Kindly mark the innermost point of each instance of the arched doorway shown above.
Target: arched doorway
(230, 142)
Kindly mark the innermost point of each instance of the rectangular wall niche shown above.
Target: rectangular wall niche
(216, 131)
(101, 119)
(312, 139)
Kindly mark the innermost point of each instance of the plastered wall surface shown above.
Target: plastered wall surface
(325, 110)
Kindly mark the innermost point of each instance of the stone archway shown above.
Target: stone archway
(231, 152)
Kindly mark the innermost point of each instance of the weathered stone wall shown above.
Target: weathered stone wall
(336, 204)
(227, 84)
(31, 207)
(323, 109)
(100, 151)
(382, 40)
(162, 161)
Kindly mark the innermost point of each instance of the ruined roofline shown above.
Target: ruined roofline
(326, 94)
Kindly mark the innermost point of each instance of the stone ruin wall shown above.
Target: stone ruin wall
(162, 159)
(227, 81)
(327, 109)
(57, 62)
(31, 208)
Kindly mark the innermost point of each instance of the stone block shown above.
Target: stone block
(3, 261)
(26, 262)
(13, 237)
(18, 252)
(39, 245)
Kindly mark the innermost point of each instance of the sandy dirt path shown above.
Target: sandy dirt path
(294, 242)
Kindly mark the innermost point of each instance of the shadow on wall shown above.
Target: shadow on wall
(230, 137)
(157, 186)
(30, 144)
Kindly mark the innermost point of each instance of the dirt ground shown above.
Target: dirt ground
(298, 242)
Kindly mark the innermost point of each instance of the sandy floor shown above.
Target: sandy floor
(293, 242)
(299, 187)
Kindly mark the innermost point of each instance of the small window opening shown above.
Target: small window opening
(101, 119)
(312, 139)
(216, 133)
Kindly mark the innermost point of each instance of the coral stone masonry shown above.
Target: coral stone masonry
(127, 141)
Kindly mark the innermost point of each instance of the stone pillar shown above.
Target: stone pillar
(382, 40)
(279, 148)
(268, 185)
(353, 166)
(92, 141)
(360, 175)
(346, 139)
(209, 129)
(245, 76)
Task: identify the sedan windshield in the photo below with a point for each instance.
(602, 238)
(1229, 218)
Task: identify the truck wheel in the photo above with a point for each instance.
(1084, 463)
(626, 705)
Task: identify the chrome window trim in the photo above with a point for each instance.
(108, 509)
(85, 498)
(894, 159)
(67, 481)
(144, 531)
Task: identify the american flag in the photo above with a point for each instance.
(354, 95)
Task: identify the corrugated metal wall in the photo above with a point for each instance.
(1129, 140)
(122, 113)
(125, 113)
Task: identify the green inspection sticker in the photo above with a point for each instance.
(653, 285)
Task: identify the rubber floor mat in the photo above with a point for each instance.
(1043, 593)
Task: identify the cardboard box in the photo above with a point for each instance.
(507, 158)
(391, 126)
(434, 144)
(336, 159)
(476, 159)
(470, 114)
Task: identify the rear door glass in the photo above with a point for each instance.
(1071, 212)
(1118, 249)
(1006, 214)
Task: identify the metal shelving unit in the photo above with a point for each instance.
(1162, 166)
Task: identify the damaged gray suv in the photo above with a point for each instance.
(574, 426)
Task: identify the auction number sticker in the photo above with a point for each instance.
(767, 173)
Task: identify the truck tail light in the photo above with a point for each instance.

:::::

▶ _Given exercise_
Write out only the final block of lines, starting at the line with "Kindly mark the innermost point of each instance of the dirt" and running to the end of the material.

▶ _Complete output_
Kindly mark the innermost point of each instance of the dirt ground shown above.
Target: dirt ground
(298, 242)
Kindly mark the innermost point of each instance of the sandy floor shown above.
Target: sandy floor
(293, 242)
(299, 187)
Kindly mark the innermost point of each instance of the small window opening shown above.
Target: small window opening
(101, 119)
(312, 139)
(216, 133)
Kindly mark the innermost point of each instance of the coral stone masonry shown above.
Target: coral stone masonry
(127, 141)
Kindly mark the innermost point of each instance of the stone pillar shown above.
Target: stone pillar
(382, 40)
(279, 148)
(268, 185)
(353, 166)
(92, 141)
(360, 175)
(346, 139)
(209, 129)
(245, 76)
Task: identify the sedan windshield in the photo below with a point for each instance.
(602, 238)
(1229, 218)
Task: identify the truck wheel in the photo above with a point for each instance.
(1084, 463)
(626, 705)
Task: identify the chrome window trim in the photo above with a point for each instance.
(108, 509)
(85, 498)
(894, 159)
(67, 481)
(144, 531)
Task: identify the american flag in the photo above with a point for each instance.
(354, 95)
Task: identify the corrugated metal wall in the photo above with a point for each instance.
(1129, 140)
(122, 113)
(125, 113)
Task: identify the green inspection sticker in the photo above with a point for each instance.
(653, 285)
Task: identify the rubber floor mat in the photo above with a point for each instance.
(1043, 593)
Task: identify the cardboard box in the photo above with a point for each instance.
(507, 158)
(391, 126)
(434, 144)
(336, 159)
(476, 159)
(470, 114)
Task: identify the rear door glass in the photo above with a point for each instance.
(1071, 212)
(1118, 249)
(1006, 214)
Task: identify the metal shelving unit in the photo above with a point for each instance.
(1162, 166)
Task: identify the damaged gray suv in the photo above with a point for each instance.
(574, 426)
Task: identify the auction number sticker in the photo above with a point for each instance.
(767, 173)
Task: identify the truck tail light in the photo above with a point for each instance.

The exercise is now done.